Report every line of the listing below that contains the word "truck".

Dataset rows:

=====

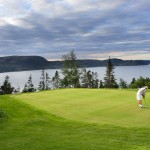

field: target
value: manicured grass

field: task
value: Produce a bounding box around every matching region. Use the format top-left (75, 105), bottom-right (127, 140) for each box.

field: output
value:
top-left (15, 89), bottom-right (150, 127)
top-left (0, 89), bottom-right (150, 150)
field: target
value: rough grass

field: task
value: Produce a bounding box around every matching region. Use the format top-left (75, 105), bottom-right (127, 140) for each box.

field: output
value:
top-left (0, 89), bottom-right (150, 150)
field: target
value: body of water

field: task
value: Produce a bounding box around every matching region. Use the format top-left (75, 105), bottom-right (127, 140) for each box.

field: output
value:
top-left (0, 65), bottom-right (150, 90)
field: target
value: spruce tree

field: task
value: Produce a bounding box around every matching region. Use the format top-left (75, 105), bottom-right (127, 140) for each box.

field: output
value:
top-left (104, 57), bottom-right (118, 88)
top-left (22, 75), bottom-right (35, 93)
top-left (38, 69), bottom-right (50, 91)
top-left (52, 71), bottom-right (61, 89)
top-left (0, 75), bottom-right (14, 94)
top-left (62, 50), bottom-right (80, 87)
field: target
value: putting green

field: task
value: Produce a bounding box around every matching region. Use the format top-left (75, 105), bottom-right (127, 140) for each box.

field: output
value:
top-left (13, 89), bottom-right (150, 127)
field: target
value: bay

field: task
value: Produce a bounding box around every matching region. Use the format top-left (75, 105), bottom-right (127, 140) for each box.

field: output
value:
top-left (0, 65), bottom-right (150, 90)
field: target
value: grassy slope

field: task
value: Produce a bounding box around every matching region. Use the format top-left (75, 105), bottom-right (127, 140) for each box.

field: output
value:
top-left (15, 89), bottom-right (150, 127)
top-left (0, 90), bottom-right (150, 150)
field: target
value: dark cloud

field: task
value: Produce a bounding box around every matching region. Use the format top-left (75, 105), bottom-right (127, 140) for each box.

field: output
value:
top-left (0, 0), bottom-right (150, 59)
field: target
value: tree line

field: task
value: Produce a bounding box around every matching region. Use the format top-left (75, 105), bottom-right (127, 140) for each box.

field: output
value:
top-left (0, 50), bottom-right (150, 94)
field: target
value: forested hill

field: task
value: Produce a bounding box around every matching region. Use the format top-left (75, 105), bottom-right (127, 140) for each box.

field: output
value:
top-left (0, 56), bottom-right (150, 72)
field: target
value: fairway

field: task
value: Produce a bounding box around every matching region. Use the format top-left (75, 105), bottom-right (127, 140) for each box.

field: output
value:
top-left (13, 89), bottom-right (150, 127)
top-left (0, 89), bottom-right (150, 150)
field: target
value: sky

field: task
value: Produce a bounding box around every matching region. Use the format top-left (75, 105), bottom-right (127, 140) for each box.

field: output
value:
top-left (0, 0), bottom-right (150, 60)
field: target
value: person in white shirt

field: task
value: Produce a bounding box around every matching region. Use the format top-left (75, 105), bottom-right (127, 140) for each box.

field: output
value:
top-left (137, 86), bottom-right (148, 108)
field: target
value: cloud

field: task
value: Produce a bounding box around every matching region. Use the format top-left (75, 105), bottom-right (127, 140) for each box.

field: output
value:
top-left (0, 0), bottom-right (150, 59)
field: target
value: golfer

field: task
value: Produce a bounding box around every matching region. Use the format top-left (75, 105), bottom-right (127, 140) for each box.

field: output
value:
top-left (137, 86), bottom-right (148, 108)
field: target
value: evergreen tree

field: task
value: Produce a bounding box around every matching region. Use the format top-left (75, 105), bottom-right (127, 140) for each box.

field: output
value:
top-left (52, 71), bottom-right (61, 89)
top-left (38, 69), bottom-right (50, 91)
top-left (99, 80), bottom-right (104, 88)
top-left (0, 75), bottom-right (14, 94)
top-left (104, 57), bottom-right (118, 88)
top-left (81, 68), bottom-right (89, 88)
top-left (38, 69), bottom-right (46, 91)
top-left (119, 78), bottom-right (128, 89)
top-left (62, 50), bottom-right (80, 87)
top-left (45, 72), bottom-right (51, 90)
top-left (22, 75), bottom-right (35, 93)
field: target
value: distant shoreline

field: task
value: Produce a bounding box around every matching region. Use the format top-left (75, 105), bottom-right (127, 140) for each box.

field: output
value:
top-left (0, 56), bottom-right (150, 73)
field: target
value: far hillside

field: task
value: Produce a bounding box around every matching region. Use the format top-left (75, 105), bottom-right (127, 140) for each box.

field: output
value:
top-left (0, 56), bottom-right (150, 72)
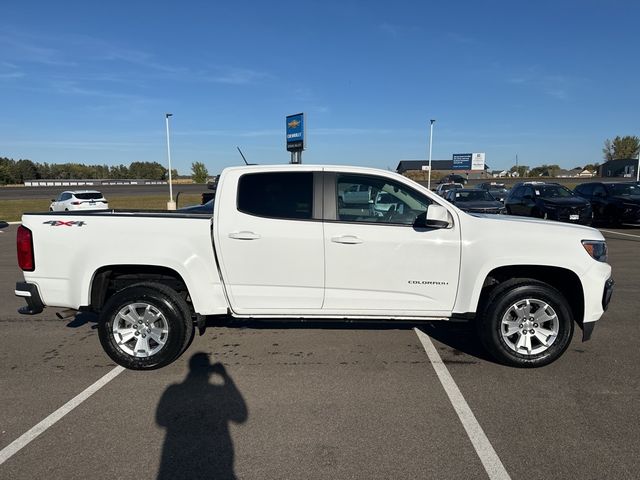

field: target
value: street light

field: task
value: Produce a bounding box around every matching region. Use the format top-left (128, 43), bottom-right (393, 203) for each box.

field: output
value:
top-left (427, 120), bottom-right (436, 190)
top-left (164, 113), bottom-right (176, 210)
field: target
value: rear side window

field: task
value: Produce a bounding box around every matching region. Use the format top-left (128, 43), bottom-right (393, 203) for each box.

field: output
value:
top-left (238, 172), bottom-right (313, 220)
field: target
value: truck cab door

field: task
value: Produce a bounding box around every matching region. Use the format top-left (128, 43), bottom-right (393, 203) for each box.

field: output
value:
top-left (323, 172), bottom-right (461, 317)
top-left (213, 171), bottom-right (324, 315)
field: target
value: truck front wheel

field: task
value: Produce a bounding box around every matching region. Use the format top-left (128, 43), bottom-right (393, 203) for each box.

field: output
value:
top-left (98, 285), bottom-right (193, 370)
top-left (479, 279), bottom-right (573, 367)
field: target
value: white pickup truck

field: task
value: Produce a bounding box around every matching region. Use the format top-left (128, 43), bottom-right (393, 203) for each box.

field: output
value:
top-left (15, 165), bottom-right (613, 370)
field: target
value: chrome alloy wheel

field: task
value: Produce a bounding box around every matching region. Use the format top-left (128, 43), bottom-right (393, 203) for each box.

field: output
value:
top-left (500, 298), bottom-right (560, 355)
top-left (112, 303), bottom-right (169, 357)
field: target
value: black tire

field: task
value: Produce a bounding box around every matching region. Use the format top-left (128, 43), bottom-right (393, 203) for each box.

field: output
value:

=====

• Written reply
value: truck cab door
value: truck front wheel
value: white pickup truck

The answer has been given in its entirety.